## Supplied records

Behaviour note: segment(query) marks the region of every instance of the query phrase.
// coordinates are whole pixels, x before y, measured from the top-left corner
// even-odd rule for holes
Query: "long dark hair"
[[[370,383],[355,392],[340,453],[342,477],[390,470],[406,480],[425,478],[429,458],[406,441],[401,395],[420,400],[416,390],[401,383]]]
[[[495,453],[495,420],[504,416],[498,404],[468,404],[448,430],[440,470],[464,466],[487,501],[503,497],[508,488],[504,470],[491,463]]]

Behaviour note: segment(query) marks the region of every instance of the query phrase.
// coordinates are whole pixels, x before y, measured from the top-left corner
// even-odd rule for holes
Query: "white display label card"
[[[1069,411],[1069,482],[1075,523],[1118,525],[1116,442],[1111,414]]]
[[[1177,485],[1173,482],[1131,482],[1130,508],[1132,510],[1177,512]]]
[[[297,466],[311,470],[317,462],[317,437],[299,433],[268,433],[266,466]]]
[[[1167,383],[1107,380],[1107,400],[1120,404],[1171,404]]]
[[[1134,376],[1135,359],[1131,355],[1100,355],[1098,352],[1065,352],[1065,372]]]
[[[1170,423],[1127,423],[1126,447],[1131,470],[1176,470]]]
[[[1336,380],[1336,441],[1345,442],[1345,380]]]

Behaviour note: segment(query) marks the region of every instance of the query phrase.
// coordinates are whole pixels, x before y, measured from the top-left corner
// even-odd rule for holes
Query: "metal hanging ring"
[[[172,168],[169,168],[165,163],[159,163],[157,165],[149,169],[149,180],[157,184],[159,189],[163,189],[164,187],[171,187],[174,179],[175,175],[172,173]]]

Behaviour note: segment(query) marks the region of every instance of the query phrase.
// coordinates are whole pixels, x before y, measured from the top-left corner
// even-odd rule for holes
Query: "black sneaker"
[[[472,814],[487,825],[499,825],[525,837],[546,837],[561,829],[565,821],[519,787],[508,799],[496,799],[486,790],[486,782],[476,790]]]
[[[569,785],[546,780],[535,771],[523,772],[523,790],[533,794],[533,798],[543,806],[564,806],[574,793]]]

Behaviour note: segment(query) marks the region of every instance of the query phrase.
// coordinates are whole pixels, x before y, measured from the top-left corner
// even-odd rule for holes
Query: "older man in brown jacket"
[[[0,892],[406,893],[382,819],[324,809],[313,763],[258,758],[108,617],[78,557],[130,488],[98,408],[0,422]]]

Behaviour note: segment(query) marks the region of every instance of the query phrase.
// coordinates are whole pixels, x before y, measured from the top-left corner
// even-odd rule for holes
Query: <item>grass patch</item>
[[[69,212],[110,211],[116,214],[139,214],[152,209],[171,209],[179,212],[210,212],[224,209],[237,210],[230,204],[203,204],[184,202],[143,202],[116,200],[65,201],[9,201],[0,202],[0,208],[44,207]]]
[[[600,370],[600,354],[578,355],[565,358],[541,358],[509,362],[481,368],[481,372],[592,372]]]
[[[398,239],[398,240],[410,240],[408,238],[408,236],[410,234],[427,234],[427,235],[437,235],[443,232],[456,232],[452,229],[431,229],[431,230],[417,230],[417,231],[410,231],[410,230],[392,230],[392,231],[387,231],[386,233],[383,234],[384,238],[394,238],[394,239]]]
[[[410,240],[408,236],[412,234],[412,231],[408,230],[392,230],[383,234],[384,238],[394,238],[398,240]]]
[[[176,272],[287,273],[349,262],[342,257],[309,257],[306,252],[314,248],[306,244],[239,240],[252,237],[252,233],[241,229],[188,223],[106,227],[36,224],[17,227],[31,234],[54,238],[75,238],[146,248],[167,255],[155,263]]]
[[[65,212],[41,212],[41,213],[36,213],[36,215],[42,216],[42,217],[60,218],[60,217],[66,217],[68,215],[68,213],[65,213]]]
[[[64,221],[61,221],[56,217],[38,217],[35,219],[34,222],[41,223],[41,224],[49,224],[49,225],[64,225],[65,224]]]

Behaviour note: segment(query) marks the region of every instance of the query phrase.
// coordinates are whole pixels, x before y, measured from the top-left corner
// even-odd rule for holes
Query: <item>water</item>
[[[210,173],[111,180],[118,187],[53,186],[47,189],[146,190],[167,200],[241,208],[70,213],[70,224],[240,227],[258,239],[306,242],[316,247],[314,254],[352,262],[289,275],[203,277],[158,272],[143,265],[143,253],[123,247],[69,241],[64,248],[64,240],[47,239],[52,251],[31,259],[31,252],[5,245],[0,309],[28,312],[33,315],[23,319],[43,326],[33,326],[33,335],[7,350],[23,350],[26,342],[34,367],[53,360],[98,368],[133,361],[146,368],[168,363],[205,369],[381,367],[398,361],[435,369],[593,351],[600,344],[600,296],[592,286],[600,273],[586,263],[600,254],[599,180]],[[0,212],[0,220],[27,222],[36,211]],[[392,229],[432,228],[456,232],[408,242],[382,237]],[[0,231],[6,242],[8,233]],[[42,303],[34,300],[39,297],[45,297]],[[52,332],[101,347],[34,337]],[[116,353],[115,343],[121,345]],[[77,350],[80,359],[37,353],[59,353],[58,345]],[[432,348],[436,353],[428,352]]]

## Exercise prompt
Copy out word for word the lines from the start of the records through the line that contains "[[[1336,380],[1336,441],[1345,442],[1345,380]]]", both ends included.

## Task answer
Behaviour note: segment(query) marks the region of every instance of the query phrase.
// coordinates are whole pixels, x before y, measured from the top-left corner
// even-odd rule for holes
Query: "long dark hair"
[[[370,383],[355,392],[340,453],[342,477],[390,470],[406,480],[425,478],[429,458],[406,441],[401,395],[420,400],[416,390],[401,383]]]
[[[495,453],[495,420],[504,416],[498,404],[468,404],[448,430],[440,470],[464,466],[487,501],[503,497],[508,488],[504,470],[491,463]]]

Behaviour note: segment(query) marks the region of every instance of the query phrase.
// coordinates are whole pixels, x before y, measured from the top-left corner
// even-odd rule for holes
Query: "white display label card"
[[[1069,411],[1069,482],[1075,523],[1118,525],[1116,442],[1111,414]]]
[[[1177,485],[1173,482],[1131,482],[1130,508],[1132,510],[1177,512]]]
[[[297,466],[311,470],[317,462],[317,437],[299,433],[268,433],[266,466]]]
[[[1167,383],[1107,380],[1107,400],[1120,404],[1171,404]]]
[[[1134,376],[1135,359],[1131,355],[1100,355],[1098,352],[1065,352],[1065,372]]]
[[[1170,423],[1127,423],[1126,447],[1131,470],[1176,470]]]
[[[1336,380],[1336,441],[1345,442],[1345,380]]]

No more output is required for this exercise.